*** Text excerpt ***

The 14th-ranked Yellow Jackets had won three straight games before losing 76-72 at NC State Saturday. Tech is 15-3 overall, its best start since the 1985-86 season, and holds third place in the ACC standings at 3-2. A win over Clemson keeps the Jackets in third place, a loss drops them into a tie with Florida State at 3-3.
Clemson, 8-9 overall and 1-5 in the ACC, has lost four straight games since getting its only conference win against Florida State.
The game is being televised over the ACC’s regional cable network, and can be seen in Atlanta on Fox Sports Net South. The Georgia Tech/ISP Network provides the radio coverage, which can be heard in the Atlanta area on WQXI-AM (790) and WTSH-FM (107.1).
Tech also hosts Duke on Saturday (5 p.m., ESPN). The Yellow Jackets have won 11 in a row at home (9-0 this season) and 24 of their last 26 at Alexander Memorial Coliseum.
“We need to get better in our halfcourt offense,” said Hewitt Monday. “NC State really outhustled us the other day. Looking at the tape, however, we hurt ourselves with too many bad possessions in the first half that led to easy baskets for NC State.
“Looking at the tape, there were a lot of rebounds that they just out-contested us for. It was a 50-50 ball, and they pushed a little harder than we did.”

*** End of Text excerpt ***

_What is being asked:_ Carry on the Georgia Tech basketball preview from the end of its final paragraph. The saved entries have no connection to the basketball preview.

*** Record excerpts ***

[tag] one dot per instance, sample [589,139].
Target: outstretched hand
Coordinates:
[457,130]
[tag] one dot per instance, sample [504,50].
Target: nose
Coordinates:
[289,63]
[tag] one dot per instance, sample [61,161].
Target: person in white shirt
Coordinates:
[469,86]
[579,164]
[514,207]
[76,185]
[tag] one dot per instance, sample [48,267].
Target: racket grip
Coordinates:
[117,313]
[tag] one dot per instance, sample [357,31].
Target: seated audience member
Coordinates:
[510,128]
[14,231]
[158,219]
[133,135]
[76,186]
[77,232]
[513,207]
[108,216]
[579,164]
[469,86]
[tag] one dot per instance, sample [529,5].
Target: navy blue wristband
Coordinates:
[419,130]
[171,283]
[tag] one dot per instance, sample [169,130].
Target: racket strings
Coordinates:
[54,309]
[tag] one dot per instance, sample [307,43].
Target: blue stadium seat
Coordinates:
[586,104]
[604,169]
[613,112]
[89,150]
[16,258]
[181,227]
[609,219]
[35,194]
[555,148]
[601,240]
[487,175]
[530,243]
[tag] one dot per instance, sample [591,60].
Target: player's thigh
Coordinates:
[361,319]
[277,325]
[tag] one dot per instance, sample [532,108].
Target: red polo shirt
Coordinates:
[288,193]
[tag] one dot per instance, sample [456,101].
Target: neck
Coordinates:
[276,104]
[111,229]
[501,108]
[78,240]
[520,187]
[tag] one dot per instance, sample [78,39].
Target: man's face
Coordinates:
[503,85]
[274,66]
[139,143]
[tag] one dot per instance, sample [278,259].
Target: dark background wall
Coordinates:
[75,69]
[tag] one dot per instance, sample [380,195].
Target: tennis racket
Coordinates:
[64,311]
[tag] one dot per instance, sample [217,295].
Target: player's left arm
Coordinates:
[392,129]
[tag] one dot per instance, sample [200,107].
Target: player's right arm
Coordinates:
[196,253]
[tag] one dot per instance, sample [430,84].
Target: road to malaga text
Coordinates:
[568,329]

*** End of Record excerpts ***

_Answer space:_
Senior forward Clarence Moore will sit out Tuesday night’s game, and likely Saturday’s game with Duke as well, due to a lingering turf toe injury suffered a couple of days before Tech’s game at North Carolina.
“He’s coming along and improving, but not at the pace our medical staff feels it needs to be,” said head coach Paul Hewitt. “So we’ve decided not to play him tomorrow, and more than likely he will not play Saturday.”
The 6-5 Moore, who had been rounding into form in the two games prior to the injury, jammed his right big toe in practice on Jan. 9 and has been in and out of practice since then. He had scored 26 points and grabbed 15 rebounds against VCU and Georgia, making 10 of 18 shots from the floor and 4-of-8 from three-point range.
Since the injury, he has been much less effective, scoring a total of 19 points in five games despite averaging 22.6 minutes a game. He is just 6-for-19 from the floor (6-for-16 from three-point range) and has averaged 5.8 rebounds over those five games.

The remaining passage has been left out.